SET PROBLEM A:
Copy the lines of the records below from the start of the records through the line holding "[0,33,65,161]", both included. Leave the pictures out of your answer.

PASSAGE TO READ:

Make.com wins for complex logic. Routers, aggregators, and error handlers give you more control over multi step workflows.
Zapier has more native integrations. 7,000 plus apps means faster setup for teams using niche or popular tools.
Zapier is easier to learn. Non technical teams can get started faster with Zapier's simple trigger and action model.
Both support enterprise security. SSO, SAML, role access, and audit logs are available on both platforms.
Zapier Enterprise has stronger support SLAs. Better for large teams with strict uptime requirements and vendor management needs.
Both support webhooks and APIs. You can connect any tool even if it is not natively listed.
Your workflow complexity decides the winner. Simple automations: Zapier. Complex enterprise workflows: Make.com.
Frequently Asked Questions
Is Make.com better than Zapier for enterprise use?
For complex, high volume enterprise workflows, Make.com is generally better. It offers more flexibility, better error handling, and lower pricing at scale. Zapier is better for teams that need fast setup and access to a large app library.
Is Zapier more expensive than Make.com?
Yes. At equivalent usage levels, Zapier is significantly more expensive than Make.com. Zapier counts every action as a task, while Make.com's operations model gives more value per dollar especially at enterprise volumes.
Can Make.com replace Zapier?

SET PROBLEM B:
Write out the Make.com and Zapier comparison from "For complex, high" through "Make.com replace Zapier?", inclusive, changing "dollar" to "euro".

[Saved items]
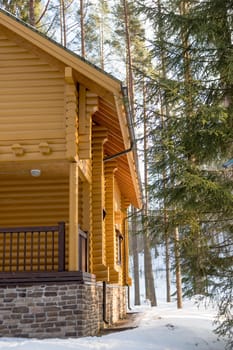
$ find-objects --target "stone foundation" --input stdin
[0,282,127,338]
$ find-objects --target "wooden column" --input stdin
[121,196,132,286]
[104,160,120,283]
[90,126,108,281]
[65,67,78,161]
[69,163,79,271]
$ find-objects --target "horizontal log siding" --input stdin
[0,177,69,267]
[0,33,65,161]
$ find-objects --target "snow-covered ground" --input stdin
[0,247,225,350]
[0,301,225,350]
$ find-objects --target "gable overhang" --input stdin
[0,9,142,208]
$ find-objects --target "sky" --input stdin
[0,299,228,350]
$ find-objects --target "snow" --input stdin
[0,300,225,350]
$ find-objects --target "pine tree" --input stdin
[138,0,233,344]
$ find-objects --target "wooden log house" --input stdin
[0,10,141,338]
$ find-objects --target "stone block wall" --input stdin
[0,282,126,338]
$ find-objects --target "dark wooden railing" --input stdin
[0,222,65,272]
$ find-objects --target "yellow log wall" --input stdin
[0,177,69,270]
[0,27,66,161]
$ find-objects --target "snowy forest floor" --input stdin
[0,300,228,350]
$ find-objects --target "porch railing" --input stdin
[0,222,65,272]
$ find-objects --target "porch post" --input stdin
[69,163,79,271]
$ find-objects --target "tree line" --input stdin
[0,0,233,348]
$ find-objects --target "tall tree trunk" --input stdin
[174,227,182,309]
[80,0,86,57]
[142,78,157,306]
[29,0,35,27]
[60,0,66,47]
[157,0,171,302]
[165,229,171,303]
[143,228,157,306]
[131,228,141,305]
[123,0,134,112]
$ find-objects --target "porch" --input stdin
[0,222,88,276]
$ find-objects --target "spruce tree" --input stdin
[138,0,233,344]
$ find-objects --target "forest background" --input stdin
[0,0,233,348]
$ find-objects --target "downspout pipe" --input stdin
[103,281,109,324]
[104,142,134,162]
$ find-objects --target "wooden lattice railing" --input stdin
[0,222,65,272]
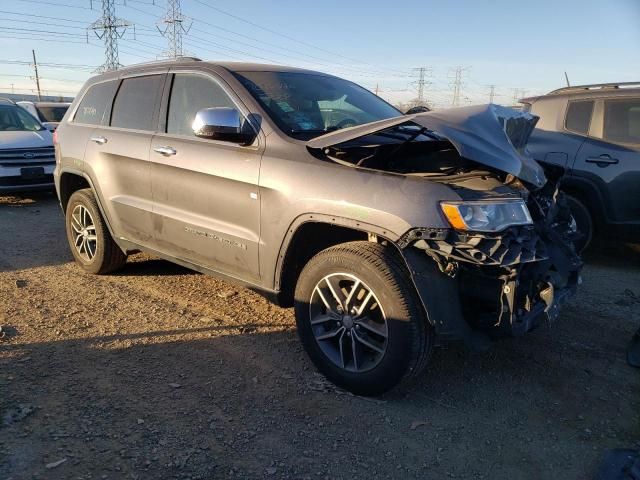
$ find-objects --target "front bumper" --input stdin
[399,226,582,343]
[0,162,55,193]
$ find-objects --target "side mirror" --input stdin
[191,107,255,145]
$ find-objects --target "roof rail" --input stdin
[118,57,202,70]
[547,82,640,95]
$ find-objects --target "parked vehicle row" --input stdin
[0,98,55,194]
[521,83,640,249]
[55,59,582,394]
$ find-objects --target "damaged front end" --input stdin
[398,166,582,344]
[308,105,582,348]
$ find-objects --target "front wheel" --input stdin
[295,242,434,395]
[65,188,127,275]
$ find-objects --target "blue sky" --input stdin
[0,0,640,106]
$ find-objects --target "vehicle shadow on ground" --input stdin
[582,239,640,270]
[0,192,72,272]
[0,312,639,478]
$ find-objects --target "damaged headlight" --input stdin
[440,200,532,232]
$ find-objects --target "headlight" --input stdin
[440,200,532,232]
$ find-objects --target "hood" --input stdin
[0,130,53,150]
[307,104,546,187]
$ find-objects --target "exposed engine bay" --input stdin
[310,105,582,343]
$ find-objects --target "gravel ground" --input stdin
[0,194,640,480]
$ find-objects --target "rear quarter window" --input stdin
[73,80,118,125]
[602,98,640,144]
[111,75,164,131]
[564,100,593,135]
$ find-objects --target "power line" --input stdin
[413,67,431,105]
[31,50,42,100]
[89,0,131,72]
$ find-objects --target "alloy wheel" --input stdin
[71,205,98,262]
[309,273,389,373]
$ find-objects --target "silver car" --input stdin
[0,99,55,194]
[55,59,582,394]
[16,100,71,132]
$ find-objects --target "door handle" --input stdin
[153,147,178,157]
[586,157,618,167]
[91,137,107,145]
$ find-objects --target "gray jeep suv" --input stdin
[520,82,640,250]
[55,59,581,394]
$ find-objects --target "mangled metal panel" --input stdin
[307,105,546,187]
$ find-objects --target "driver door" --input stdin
[150,71,264,280]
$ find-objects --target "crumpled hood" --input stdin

WORKED ANSWER A:
$ find-objects --target "stone foundation" --input stdin
[0,282,127,338]
$ find-objects --target "wooden column" --input stdin
[121,196,132,286]
[104,160,120,283]
[90,126,108,281]
[65,67,78,161]
[69,163,79,271]
$ find-objects --target "horizontal log siding" --input stdin
[0,177,69,267]
[0,33,65,161]

WORKED ANSWER B:
For complex, high volume enterprise workflows, Make.com is generally better. It offers more flexibility, better error handling, and lower pricing at scale. Zapier is better for teams that need fast setup and access to a large app library.
Is Zapier more expensive than Make.com?
Yes. At equivalent usage levels, Zapier is significantly more expensive than Make.com. Zapier counts every action as a task, while Make.com's operations model gives more value per euro especially at enterprise volumes.
Can Make.com replace Zapier?